* TASK 1
Can you locate every line in the rows below that contains the word "ground" and copy each one?

* DOCUMENT TEXT
## FERMAT AND MERSENNE NUMBERS CONJECTURE-(2)

14 02 2009

(2)-CONSTRUCTING SOME FUNCTION ZEROS

$f(n)=Mod( \phi(n),\sigma_0(n))$

(2.1) PRIMES:

$\displaystyle f(p)=Mod(p-1,2)=0$, holds for every odd prime $p \in \mathbb{P} -\{2\}$.

$f(2)=1$

(2.2) PRODUCT OF DISTINCT PRIMES NOT 2:

$\displaystyle f(p_1*p_2*...*p_n)=0$, because $\displaystyle \sigma_0(p_i)|\phi(p_i) \rightarrow {2 |(p_i-1)}$, always holds if $\displaystyle p_{i} \neq 2$

With $\displaystyle k$, distinct primes, none of them equal two, it is possible to combine them in $\displaystyle 2^n$, products to find $\displaystyle 2^n$ zeros.

This set of zeros can be described as odd squarefree numbers [1].

(2.3) POWERS OF 2:

$\displaystyle f(2^k)=0\;\rightarrow (k+1)|2^{k-1}$, so $\displaystyle k+1=2^n$ must be a power of 2:

$\displaystyle k=2^n-1=M_n$
A power of 2, is a function zero, iff the exponent is a Mersenne number.

* SOURCE RECORDS
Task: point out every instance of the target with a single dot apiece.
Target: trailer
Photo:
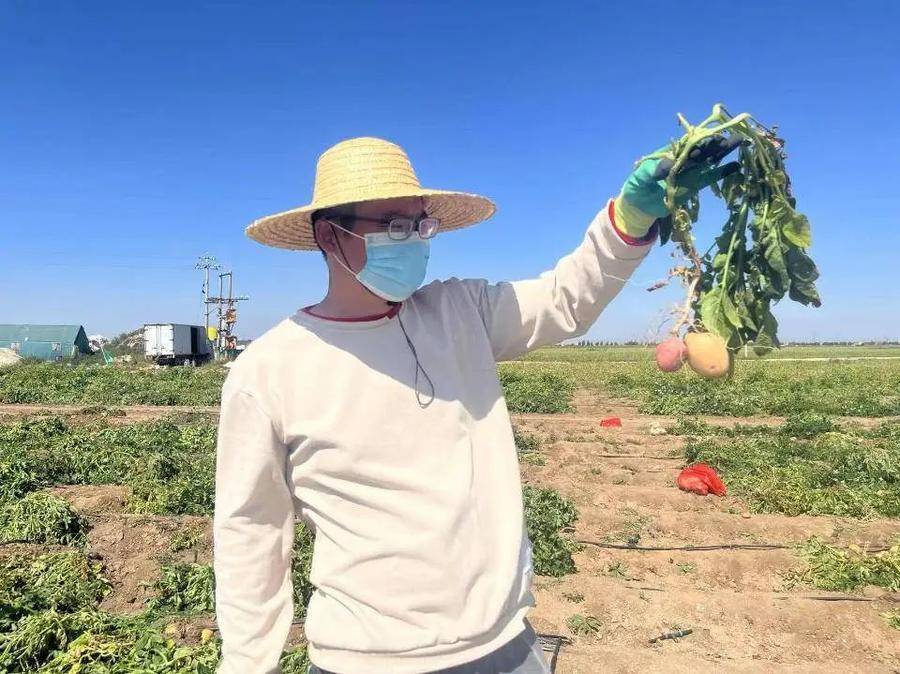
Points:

---

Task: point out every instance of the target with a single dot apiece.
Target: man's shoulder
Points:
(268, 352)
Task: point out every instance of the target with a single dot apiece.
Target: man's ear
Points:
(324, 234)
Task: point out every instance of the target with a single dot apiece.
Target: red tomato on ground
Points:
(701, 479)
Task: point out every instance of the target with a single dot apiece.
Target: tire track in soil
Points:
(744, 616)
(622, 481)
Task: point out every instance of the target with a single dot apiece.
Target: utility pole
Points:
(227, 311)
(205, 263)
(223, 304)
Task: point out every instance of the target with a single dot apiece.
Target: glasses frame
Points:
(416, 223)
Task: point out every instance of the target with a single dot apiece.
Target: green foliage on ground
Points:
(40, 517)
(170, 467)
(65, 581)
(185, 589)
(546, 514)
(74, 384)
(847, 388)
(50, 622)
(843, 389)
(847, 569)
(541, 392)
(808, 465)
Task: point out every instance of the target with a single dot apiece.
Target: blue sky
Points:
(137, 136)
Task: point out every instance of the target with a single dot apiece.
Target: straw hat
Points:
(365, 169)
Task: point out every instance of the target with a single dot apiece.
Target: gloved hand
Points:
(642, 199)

* TASK 2
Can you extend the text on the Fermat and Mersenne numbers conjecture from the point where it stops?

* EXPECTED OUTPUT 1
Target: red tomato on ground
Target: green foliage on ground

* EXPECTED OUTPUT 2
$\displaystyle f(2^{M_n})=f(2^{2^{n}-1})=0$

(2.4) POWERS OF A PRIME:

$\displaystyle f(p^k)=0\;\rightarrow (k+1)|(p-1)*p^{k-1}$, then the zeros can fall into two cases:

(2.4.1) Case: $\displaystyle (k+1)|(p-1)$

Then if $\displaystyle d|(p-1)$, $\displaystyle f(p^{d-1})=0$, and we can built $\displaystyle \sigma_{0}(p-1)$, zeros, one for every divisor of $\displaystyle (p-1)$.

Note that, in the particular case:

$\displaystyle (k+1)=(p-1) \rightarrow{k=p-2}\rightarrow{f(p^{p-2})=0}$.

And $\displaystyle f(p^{p-1})=Mod((p-1)*p^{p-2},p)=0$.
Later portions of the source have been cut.